Obiettivo dell'esercizio: Indica quante righe dell'elenco contengono la parola "forest". Rispondi soltanto con il numero.

Alcuni record:
+-------+
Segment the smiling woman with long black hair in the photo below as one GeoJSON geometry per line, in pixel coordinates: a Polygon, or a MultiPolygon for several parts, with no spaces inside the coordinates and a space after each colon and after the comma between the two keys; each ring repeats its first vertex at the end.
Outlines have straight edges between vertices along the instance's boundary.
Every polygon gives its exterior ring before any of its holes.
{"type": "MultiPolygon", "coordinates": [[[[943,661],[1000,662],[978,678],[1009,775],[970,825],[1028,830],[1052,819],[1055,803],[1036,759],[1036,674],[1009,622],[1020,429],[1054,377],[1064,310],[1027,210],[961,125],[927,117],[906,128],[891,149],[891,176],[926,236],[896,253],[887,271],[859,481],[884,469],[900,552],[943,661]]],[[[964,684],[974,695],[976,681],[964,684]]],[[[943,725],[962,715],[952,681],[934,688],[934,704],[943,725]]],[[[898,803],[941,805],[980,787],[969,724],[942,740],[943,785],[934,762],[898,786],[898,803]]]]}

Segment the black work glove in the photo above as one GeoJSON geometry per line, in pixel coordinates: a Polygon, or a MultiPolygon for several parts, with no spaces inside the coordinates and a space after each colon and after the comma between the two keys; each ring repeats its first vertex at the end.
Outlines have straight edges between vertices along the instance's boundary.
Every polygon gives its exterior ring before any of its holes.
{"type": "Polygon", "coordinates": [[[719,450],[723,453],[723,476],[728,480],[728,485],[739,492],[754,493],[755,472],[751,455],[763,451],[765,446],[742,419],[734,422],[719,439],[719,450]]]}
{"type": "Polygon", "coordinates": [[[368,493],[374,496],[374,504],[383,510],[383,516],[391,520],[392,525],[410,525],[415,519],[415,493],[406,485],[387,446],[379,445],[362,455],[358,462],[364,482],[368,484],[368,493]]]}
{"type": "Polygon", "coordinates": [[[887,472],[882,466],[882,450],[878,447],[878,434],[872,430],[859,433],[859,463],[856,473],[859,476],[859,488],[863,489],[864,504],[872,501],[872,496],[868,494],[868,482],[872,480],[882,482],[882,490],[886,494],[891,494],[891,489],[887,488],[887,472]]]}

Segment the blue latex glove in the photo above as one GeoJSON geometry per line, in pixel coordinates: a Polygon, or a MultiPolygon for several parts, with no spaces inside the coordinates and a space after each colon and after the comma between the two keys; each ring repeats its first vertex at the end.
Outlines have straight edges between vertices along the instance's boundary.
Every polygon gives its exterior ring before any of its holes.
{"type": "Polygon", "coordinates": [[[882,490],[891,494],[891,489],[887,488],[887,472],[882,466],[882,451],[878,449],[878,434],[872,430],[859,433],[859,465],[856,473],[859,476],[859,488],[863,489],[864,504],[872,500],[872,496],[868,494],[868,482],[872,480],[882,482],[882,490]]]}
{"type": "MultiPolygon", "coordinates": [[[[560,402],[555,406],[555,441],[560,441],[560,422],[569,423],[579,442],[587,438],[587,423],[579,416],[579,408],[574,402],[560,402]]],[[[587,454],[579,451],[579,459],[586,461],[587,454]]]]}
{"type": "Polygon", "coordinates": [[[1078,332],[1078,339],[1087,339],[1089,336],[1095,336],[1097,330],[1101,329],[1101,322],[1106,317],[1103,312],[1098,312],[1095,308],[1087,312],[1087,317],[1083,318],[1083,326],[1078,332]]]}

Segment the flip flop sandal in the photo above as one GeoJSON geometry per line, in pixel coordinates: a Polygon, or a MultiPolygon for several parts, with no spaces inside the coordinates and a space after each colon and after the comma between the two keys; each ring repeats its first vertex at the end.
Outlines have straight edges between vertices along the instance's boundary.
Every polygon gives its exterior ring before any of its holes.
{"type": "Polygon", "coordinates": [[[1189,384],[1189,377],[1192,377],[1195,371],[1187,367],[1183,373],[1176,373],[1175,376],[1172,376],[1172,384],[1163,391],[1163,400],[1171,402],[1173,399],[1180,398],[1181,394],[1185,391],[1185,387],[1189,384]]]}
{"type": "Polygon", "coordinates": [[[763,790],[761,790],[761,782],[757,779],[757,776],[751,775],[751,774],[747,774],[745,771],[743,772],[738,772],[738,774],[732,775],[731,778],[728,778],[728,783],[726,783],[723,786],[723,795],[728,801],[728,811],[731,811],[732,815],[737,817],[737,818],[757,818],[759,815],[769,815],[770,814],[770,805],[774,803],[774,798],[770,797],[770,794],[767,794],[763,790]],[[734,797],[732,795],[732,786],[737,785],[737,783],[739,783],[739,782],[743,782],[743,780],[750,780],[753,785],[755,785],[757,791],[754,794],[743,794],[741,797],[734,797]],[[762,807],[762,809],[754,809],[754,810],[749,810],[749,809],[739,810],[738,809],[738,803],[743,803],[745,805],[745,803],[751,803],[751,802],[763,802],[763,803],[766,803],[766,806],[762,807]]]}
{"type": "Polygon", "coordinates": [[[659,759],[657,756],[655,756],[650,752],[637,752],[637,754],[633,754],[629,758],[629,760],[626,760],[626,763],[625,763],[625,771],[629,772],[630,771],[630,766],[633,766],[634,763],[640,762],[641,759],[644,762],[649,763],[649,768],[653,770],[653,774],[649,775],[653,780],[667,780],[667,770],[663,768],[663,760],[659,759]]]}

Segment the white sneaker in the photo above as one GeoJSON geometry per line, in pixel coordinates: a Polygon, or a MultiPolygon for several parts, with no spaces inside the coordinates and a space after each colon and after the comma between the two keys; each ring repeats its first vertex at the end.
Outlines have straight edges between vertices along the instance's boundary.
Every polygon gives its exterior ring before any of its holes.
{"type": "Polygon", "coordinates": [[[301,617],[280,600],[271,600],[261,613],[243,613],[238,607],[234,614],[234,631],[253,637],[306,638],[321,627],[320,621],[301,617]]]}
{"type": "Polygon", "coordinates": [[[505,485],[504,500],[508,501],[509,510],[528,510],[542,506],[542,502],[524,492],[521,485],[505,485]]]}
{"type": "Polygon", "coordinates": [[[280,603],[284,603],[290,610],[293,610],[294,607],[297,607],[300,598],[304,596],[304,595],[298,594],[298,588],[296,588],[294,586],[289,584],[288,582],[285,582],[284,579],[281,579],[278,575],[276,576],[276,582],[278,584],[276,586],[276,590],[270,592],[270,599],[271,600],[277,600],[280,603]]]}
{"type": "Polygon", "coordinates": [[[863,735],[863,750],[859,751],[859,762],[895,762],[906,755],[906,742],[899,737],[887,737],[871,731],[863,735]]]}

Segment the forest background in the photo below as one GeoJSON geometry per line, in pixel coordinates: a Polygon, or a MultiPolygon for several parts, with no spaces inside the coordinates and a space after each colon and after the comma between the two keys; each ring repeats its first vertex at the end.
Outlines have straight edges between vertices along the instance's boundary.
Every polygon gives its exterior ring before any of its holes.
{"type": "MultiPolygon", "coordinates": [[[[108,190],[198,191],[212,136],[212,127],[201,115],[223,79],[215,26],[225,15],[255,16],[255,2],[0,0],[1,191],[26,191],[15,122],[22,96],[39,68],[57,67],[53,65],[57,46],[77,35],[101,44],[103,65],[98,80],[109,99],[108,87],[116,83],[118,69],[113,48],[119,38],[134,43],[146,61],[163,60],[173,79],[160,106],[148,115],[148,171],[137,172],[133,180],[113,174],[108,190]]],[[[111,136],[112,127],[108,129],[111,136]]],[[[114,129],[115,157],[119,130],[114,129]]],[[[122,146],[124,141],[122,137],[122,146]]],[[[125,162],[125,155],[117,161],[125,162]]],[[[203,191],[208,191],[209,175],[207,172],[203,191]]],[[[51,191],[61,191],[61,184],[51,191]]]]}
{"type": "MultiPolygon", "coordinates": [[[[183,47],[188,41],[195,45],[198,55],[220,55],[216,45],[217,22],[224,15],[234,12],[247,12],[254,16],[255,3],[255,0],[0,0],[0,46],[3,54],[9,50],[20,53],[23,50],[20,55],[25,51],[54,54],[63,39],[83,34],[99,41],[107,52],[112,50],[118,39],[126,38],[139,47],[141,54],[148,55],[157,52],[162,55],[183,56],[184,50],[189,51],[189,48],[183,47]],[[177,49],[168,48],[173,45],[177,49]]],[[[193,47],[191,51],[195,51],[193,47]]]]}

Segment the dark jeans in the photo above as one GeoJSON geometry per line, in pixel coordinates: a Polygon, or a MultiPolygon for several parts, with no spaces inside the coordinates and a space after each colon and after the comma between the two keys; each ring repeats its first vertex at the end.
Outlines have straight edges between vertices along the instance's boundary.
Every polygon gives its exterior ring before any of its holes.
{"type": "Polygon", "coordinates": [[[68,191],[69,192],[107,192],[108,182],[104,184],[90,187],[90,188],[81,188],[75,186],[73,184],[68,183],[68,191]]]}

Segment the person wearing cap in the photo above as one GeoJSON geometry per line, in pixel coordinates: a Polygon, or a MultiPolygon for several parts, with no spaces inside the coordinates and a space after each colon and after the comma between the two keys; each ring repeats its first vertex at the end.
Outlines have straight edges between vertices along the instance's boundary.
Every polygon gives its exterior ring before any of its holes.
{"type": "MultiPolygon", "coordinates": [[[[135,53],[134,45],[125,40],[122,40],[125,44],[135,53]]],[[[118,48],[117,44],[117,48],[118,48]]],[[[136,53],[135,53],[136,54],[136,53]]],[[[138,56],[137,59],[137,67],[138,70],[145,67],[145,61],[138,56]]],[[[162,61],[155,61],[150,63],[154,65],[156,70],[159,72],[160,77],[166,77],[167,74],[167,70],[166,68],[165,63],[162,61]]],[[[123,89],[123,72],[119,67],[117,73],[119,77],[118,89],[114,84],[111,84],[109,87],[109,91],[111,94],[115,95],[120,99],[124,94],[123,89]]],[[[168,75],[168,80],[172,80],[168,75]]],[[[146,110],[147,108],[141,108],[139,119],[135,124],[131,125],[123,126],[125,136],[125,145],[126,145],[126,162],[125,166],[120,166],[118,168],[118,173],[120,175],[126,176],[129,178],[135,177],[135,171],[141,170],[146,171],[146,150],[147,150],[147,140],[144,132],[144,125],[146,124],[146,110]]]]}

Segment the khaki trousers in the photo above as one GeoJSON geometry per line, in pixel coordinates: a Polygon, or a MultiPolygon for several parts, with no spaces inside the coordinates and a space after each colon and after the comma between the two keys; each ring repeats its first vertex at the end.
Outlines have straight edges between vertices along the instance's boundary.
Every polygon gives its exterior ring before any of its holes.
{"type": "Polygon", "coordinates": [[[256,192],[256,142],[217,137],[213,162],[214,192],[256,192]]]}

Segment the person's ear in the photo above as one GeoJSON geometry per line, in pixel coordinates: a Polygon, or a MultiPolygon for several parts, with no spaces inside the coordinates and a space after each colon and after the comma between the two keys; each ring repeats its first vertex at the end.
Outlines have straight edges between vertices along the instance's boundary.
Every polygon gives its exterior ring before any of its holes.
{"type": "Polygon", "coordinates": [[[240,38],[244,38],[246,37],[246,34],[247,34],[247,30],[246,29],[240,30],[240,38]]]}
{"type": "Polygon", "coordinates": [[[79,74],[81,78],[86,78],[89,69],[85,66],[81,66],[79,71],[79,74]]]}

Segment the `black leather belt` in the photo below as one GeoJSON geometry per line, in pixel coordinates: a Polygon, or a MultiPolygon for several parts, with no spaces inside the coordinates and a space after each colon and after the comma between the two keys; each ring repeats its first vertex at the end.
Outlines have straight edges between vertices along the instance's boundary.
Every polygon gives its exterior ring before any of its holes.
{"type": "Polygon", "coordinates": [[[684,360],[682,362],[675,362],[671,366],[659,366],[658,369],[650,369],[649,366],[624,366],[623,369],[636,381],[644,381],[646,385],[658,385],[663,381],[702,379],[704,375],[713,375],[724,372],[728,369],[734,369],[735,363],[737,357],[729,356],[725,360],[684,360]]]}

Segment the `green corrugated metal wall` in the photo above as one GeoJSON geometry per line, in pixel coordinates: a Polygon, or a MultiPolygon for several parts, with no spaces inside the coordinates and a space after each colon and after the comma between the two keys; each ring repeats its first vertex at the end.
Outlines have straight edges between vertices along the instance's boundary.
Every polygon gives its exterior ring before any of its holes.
+-------+
Esercizio svolto: 1